(Testo fornito):
========================

Suprema Corte di Cassazione, Sezione Quinta Penale, sentenza n.27966/2007

CORTE SUPREMA DI CASSAZIONE
SEZIONE QUINTA PENALE
MOTIVI DI RICORSO E RAGIONI DELLA DECISIONE

Con sentenza 30.11.99 il Tribunale monocratico di Giulianova assolveva B. V. dall’impugnazione di ingiuria (addebitatagli per avere – nel corso di una seduta del consiglio comunale di Giulianova, svoltasi il 23.11.99 – offeso l’onore ed il decoro di D. C. D., assessore e vice sindaco, dicendogli "Di Ca’ vaffanculo") perché la di lui condotta era da ritenersi scriminata ai sensi dell’art. 599 c. 2 c.p. [1]. In particolare il giudicante, nel ravvisare la ricorrenza dell’esimente, rilevava che il De Carlo, pur consapevole che la seduta del consiglio de quo assistevano molte persone che si riconoscevano nell’area comunista, aveva affermato che ci si doveva vergognare di essere comunisti.
Con pronuncia 10.2.06 la Corte di appello di L’Aquila, su appello della parte civile avanzato anche ai fini penali, dichiarava l’imputato responsabile del reato ascrittogli e, con le generiche equivalenti, lo condannava a pena ritenuta di giustizia ed al risarcimento dei danni, da liquidarsi in separata sede, in favore della citata parte.

========================

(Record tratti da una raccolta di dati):
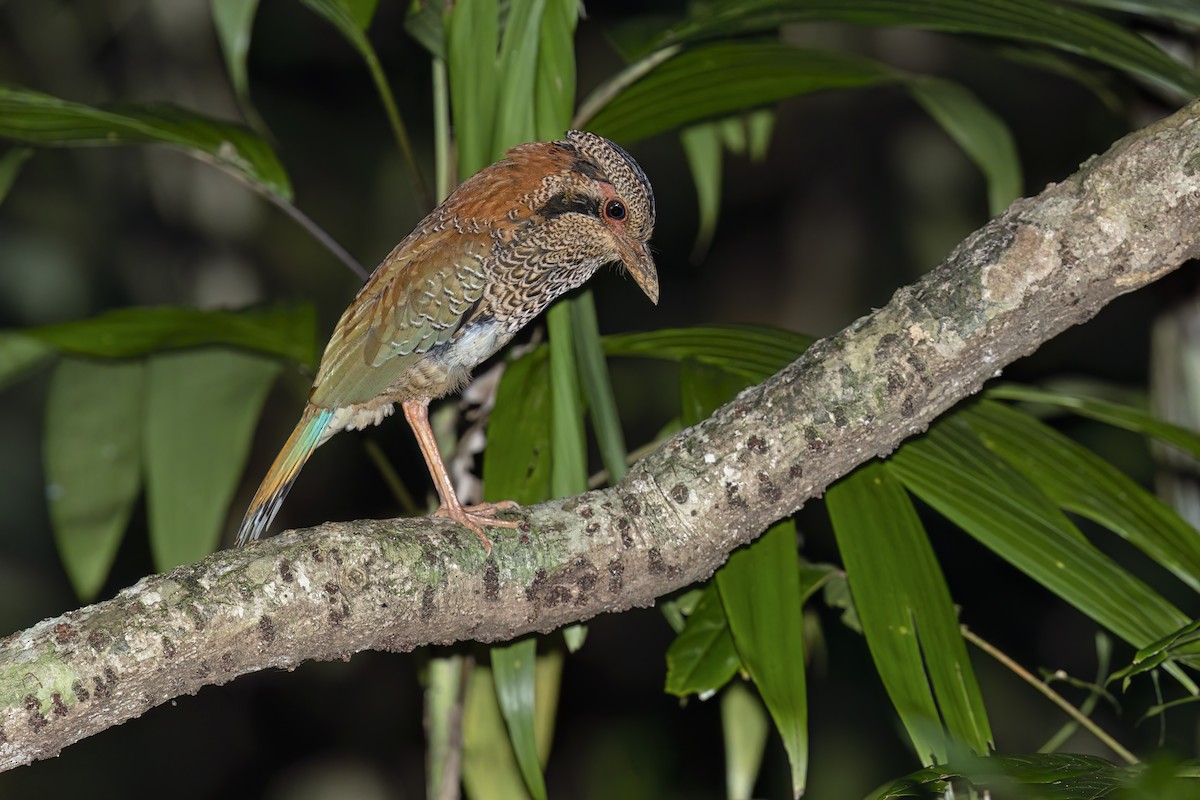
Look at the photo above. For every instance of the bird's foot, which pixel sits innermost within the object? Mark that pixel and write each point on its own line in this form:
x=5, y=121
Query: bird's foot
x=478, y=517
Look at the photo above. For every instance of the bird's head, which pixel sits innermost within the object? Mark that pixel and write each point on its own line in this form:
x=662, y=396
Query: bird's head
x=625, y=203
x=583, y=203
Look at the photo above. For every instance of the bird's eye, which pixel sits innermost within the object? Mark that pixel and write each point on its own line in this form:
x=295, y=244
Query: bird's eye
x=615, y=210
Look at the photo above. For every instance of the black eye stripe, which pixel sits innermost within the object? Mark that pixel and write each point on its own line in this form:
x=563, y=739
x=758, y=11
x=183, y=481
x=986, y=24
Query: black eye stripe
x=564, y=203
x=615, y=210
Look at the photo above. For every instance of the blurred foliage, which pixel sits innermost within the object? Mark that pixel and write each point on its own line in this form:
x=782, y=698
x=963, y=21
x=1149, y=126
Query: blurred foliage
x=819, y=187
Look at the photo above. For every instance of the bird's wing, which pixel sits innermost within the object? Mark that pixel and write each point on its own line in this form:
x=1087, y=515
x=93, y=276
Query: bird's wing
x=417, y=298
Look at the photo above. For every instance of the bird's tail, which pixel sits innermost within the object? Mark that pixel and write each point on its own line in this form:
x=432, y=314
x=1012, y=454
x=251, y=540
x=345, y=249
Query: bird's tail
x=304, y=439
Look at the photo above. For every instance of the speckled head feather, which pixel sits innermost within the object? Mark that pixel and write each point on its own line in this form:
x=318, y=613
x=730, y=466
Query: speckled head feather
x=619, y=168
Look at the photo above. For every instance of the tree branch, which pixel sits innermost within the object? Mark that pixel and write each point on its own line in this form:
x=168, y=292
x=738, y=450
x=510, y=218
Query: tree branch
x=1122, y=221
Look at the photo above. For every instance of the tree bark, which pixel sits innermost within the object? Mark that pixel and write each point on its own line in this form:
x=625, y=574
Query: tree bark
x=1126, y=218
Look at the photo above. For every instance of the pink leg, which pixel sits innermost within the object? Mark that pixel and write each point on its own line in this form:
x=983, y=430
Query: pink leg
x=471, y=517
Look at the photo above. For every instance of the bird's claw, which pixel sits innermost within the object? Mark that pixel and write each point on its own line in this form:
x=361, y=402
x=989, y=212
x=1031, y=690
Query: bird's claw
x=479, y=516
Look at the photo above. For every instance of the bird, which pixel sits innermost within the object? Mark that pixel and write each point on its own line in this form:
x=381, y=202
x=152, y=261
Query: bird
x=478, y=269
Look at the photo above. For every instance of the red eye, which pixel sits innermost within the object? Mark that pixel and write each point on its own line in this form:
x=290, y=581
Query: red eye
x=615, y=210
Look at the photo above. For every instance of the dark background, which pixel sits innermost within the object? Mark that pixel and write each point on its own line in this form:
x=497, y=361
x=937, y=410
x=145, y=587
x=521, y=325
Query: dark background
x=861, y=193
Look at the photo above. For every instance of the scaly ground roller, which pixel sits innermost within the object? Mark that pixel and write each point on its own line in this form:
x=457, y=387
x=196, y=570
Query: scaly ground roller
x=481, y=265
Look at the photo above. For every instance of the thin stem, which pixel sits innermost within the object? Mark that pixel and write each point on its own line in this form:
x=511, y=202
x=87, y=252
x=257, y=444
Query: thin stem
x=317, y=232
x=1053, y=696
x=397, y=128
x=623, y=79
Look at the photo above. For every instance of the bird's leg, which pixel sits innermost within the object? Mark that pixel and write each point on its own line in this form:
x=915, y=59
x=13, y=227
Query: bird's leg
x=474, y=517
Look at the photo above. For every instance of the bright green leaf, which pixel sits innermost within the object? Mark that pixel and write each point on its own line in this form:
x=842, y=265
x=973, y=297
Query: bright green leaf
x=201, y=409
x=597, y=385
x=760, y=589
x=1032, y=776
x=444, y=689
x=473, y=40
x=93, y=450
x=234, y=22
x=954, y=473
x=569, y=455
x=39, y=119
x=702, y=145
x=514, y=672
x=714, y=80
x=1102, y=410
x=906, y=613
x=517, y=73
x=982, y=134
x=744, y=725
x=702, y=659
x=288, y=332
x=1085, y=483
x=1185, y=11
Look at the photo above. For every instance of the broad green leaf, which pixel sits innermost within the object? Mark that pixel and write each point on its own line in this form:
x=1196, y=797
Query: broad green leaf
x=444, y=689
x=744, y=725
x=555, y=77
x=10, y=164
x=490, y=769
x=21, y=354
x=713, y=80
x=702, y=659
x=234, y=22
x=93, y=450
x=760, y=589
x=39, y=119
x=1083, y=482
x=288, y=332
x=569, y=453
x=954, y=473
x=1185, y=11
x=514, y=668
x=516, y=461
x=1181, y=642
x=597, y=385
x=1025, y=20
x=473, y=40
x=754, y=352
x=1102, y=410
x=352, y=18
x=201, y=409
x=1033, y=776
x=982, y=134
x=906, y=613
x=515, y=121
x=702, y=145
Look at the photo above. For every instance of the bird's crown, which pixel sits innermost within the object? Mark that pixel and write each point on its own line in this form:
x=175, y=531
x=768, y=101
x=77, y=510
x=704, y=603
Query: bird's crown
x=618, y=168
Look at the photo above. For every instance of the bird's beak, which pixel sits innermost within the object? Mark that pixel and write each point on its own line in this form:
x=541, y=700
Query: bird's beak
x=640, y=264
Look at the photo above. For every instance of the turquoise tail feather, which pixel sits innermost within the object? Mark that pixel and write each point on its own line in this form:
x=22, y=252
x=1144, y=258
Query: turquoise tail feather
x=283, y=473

========================

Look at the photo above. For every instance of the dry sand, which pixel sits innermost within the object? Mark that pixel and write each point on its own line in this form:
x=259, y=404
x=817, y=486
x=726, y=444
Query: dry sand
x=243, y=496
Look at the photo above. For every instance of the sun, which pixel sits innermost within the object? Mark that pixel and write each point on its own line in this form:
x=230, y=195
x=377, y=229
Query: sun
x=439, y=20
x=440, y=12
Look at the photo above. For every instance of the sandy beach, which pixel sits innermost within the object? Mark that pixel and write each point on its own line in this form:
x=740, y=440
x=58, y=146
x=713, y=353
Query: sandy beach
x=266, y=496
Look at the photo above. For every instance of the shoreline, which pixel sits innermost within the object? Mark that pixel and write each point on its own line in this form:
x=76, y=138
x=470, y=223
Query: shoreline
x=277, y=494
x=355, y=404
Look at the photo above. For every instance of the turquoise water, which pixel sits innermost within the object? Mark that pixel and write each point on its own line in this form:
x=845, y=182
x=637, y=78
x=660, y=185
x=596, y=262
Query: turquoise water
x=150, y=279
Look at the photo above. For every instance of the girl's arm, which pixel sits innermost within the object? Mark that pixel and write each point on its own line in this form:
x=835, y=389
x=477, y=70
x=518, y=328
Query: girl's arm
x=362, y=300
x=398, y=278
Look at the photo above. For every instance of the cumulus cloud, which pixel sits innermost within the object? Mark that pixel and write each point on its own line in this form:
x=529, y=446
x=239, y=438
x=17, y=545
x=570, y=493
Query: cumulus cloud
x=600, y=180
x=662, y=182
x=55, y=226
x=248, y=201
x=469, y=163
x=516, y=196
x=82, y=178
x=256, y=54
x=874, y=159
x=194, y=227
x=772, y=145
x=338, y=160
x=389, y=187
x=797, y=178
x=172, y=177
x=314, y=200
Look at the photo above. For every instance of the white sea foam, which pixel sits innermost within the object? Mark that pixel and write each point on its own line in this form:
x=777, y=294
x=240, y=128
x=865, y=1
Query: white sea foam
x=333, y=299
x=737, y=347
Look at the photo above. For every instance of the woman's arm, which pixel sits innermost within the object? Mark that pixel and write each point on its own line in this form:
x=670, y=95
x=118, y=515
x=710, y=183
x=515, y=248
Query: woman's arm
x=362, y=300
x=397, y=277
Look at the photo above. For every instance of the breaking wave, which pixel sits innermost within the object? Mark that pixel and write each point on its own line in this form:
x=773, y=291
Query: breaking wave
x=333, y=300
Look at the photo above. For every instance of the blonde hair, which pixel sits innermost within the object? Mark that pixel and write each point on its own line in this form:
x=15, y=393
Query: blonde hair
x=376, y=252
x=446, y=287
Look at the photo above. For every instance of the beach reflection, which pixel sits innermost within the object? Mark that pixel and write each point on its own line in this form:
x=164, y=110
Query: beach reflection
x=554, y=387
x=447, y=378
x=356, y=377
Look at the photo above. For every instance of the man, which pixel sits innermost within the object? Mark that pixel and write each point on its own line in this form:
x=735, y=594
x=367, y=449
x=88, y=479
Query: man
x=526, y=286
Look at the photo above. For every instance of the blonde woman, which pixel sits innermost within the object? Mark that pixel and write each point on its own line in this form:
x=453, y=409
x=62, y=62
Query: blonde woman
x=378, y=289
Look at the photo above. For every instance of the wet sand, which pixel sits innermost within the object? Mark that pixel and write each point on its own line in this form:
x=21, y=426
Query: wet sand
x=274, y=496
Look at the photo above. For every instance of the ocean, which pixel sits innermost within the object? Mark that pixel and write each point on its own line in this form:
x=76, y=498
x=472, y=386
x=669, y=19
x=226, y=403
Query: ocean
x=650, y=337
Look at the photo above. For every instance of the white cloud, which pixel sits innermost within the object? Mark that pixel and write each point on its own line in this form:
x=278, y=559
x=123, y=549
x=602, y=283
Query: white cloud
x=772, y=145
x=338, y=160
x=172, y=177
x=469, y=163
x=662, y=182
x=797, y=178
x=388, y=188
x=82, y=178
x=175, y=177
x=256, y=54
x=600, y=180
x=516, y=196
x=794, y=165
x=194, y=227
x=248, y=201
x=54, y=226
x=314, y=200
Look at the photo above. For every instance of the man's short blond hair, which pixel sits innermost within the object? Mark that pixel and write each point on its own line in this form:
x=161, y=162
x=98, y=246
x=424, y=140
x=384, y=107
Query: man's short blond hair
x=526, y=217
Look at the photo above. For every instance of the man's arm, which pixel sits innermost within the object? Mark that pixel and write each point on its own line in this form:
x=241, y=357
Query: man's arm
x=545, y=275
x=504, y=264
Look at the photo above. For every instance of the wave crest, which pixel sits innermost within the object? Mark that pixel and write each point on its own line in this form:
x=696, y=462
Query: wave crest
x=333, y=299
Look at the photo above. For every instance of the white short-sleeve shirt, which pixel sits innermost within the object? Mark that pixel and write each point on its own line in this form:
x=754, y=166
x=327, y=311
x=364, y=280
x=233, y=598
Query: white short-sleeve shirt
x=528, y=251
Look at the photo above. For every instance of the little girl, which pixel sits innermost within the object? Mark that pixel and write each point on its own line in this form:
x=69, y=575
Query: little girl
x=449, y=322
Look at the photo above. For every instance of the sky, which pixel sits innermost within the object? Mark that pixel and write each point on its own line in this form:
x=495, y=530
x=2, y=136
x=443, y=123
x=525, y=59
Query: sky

========================

(Le consegne):
1) Riporta senza modifiche le righe dell'elenco che vanno da quella con "Look at the photo above. For every instance of the dark" a quella con "x=481, y=265", entrambe comprese.
2) Prosegui, per favore, il testo sulla sentenza di Cassazione per ingiuria in consiglio comunale dal punto in cui si interrompe.

(Risposte fornite):
1)
Look at the photo above. For every instance of the dark background, which pixel sits innermost within the object? Mark that pixel and write each point on its own line in this form:
x=497, y=361
x=937, y=410
x=145, y=587
x=521, y=325
Query: dark background
x=861, y=193
Look at the photo above. For every instance of the scaly ground roller, which pixel sits innermost within the object? Mark that pixel and write each point on its own line in this form:
x=457, y=387
x=196, y=570
Query: scaly ground roller
x=481, y=265

2)
Avverso la decisione di secondo grado l’imputato ha proposto ricorso per cassazione, deducendo vizio di motivazione in ordine all’interpretazione dei dati acquisiti.
La Corte osserva.
Ricorrono gli estremi per un proscioglimento ex art. 129 c.p.p., in quanto risulta evidente l’insussistenza del fatto.
All’uopo s’impone un duplice ordine di considerazioni.
Vi sono talune parole ed anche frasi che, pur rappresentative di concetti osceni o a carattere sessuale, sono diventate di uso comune ed hanno perso il loro carattere offensivo, prendendo il posto nel linguaggio corrente di altre aventi significato diverso, le quali invece vengono sempre meno utilizzate; un simile fenomeno si è verificato rispetto a numerose locuzioni, quali ad esempio: "me ne fotto" in luogo di "non mi cale"; "è un gran casino" in luogo di "è una situazione disordinata" e del pari con riguardo all’espressione oggetto dell’imputazione, "vaffanculo", la quale trasformatasi sinanco dal punto di vista strutturale (trattasi ormai di un’unica parola), viene frequentemente impiegata per dire "non infastidirmi", "non voglio prenderti in considerazione" ovvero "lasciami in pace".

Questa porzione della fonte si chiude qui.